About this exercise:
Summarize the article on a windfall tax for energy giants in two sentences.

Study text:
Windfall tax misses the point – energy giants must invest
A windfall tax is a terrible idea – but BP would have been savvy to up investment not go for a buyback
It’s the middle of 2020, and the price of oil has tanked to almost single digits. Energy giants are being slammed by an almost total collapse in demand. BP’s share price is down 30 per cent on the year. Bernard Looney, the new boss of BP, is faced with the challenge of his business life as he begins to count the losses the pandemic was inflicting on a minute-by-minute basis.
As all this is happening, one thing is notably absent: specifically, political sympathy. The same was true when the firm booked an £18bn loss for the year. There were no impassioned calls for a bailout. No politician lined up to say that lockdowns and events outside of BP’s control had left this once proud company licking its wounds.
Two years forward, with the oil price recovered, and BP are reporting underlying profits at a very healthy clip, though obscured by the costly pull-out from Russia. The lack of sympathy has been replaced with the very real presence of anger.
Calls for a windfall tax are so far being mercifully ignored by Downing Street, on the grounds that it would – as it would – hit investment and do little for Britain’s reputation as business-friendly, though ask most foreign investors about that and they’re liable to scoff. Alas, BP can not rest easy: relying on this contortionist government to hold the line may prove unwise.

Source information:
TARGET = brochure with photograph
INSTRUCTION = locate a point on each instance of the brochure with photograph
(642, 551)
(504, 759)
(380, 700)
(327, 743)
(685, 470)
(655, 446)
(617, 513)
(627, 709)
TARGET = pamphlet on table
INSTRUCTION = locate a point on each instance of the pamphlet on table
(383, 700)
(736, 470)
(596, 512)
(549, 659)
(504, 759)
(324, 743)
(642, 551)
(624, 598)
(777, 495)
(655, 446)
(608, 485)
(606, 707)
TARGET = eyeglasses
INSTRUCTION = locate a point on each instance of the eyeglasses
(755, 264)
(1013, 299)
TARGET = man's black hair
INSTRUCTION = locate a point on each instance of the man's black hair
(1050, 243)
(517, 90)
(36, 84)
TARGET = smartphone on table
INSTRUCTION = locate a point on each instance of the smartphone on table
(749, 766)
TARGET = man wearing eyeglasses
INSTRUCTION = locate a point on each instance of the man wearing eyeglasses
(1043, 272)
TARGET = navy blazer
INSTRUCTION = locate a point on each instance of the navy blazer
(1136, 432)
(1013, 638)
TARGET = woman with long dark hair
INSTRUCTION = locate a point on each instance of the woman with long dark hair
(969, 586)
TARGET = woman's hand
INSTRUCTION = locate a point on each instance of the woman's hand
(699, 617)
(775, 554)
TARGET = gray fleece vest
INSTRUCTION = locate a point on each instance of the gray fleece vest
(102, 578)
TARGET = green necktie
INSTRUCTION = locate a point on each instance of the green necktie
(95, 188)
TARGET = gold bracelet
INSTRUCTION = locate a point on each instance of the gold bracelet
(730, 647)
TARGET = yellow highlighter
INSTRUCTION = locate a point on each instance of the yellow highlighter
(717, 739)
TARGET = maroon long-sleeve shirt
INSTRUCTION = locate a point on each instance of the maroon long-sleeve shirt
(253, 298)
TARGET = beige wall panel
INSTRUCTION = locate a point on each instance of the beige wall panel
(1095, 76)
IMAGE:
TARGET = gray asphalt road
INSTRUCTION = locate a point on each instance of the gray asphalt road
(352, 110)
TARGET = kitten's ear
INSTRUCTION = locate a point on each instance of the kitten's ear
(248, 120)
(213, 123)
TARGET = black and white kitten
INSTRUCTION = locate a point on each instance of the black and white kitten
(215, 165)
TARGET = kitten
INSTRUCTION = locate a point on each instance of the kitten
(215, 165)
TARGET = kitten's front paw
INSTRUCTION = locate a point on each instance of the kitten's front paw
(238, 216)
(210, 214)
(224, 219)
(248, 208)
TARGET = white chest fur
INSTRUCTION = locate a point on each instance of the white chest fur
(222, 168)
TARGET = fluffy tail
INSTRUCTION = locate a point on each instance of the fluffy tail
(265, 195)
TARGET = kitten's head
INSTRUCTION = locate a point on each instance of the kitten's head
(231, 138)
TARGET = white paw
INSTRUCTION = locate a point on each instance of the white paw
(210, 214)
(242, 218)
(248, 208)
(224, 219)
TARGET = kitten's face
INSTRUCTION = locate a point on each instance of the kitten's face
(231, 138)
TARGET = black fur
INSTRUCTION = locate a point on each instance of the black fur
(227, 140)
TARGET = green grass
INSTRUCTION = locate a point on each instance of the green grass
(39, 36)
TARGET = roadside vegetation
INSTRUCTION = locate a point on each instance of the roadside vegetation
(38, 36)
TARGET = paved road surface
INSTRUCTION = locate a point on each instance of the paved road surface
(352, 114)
* * *
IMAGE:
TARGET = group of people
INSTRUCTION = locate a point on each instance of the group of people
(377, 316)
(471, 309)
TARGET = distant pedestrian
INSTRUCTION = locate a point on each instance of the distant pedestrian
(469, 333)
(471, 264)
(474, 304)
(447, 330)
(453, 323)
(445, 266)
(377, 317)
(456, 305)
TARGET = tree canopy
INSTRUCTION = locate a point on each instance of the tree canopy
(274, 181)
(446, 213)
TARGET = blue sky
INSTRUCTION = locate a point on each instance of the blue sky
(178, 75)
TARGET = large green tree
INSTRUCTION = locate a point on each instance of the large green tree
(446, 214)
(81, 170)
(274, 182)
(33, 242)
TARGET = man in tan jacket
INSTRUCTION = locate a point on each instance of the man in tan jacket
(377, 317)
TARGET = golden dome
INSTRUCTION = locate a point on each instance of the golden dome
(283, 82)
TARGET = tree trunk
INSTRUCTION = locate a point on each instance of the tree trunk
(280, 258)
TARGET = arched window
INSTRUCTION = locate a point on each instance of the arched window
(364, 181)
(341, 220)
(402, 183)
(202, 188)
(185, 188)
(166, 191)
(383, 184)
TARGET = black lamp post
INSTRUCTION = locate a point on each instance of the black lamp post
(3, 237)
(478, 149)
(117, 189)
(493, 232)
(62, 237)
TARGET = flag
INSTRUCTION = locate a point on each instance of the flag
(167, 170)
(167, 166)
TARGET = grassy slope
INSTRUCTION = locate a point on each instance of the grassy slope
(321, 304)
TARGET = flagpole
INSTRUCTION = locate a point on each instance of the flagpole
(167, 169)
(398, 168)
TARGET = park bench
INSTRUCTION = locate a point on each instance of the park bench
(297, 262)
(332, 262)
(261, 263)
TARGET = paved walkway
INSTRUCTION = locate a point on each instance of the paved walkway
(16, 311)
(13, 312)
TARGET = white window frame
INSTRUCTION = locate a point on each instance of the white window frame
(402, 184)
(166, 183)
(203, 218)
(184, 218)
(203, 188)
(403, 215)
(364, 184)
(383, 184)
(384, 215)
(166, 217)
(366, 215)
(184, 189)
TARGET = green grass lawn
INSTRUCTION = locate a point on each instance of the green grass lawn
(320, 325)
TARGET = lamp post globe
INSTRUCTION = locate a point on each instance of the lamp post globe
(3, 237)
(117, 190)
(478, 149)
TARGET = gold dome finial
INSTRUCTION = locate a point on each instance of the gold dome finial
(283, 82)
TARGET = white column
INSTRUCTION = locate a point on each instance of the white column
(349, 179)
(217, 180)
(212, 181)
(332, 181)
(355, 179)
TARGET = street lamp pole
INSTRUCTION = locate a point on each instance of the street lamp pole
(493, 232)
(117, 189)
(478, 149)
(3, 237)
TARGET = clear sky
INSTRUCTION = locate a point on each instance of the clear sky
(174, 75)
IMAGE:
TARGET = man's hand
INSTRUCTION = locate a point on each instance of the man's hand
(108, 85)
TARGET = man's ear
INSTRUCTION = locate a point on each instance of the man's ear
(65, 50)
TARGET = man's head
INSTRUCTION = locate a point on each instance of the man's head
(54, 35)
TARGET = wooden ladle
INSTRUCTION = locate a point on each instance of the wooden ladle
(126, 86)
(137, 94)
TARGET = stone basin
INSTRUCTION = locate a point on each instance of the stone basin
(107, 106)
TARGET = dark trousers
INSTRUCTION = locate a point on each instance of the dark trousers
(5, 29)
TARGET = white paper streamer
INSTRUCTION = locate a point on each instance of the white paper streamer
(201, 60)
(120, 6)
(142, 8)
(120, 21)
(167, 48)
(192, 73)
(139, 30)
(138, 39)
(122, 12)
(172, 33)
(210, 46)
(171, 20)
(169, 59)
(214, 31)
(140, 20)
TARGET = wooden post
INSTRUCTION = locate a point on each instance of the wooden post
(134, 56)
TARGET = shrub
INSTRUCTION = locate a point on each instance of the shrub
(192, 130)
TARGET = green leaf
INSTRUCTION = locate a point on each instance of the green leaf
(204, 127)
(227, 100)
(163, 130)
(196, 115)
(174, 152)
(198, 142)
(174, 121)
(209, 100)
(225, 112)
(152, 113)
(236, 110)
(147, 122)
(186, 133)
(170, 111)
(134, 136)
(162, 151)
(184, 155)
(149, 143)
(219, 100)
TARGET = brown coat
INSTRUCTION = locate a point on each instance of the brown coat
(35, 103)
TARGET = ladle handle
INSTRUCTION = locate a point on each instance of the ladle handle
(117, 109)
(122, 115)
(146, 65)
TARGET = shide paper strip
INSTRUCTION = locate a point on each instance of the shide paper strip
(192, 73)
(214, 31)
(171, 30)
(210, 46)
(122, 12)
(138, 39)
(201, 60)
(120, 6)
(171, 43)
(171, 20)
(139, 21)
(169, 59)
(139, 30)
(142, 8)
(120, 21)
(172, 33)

Solution to this task:
In mid-2020, as the oil price collapsed and BP headed toward an £18bn annual loss, the company received no political sympathy and no calls for a bailout. Two years later, with oil prices recovered and BP reporting healthy underlying profits, that indifference has turned to anger, and although Downing Street has so far ignored calls for a windfall tax, BP may be unwise to count on the government holding that line.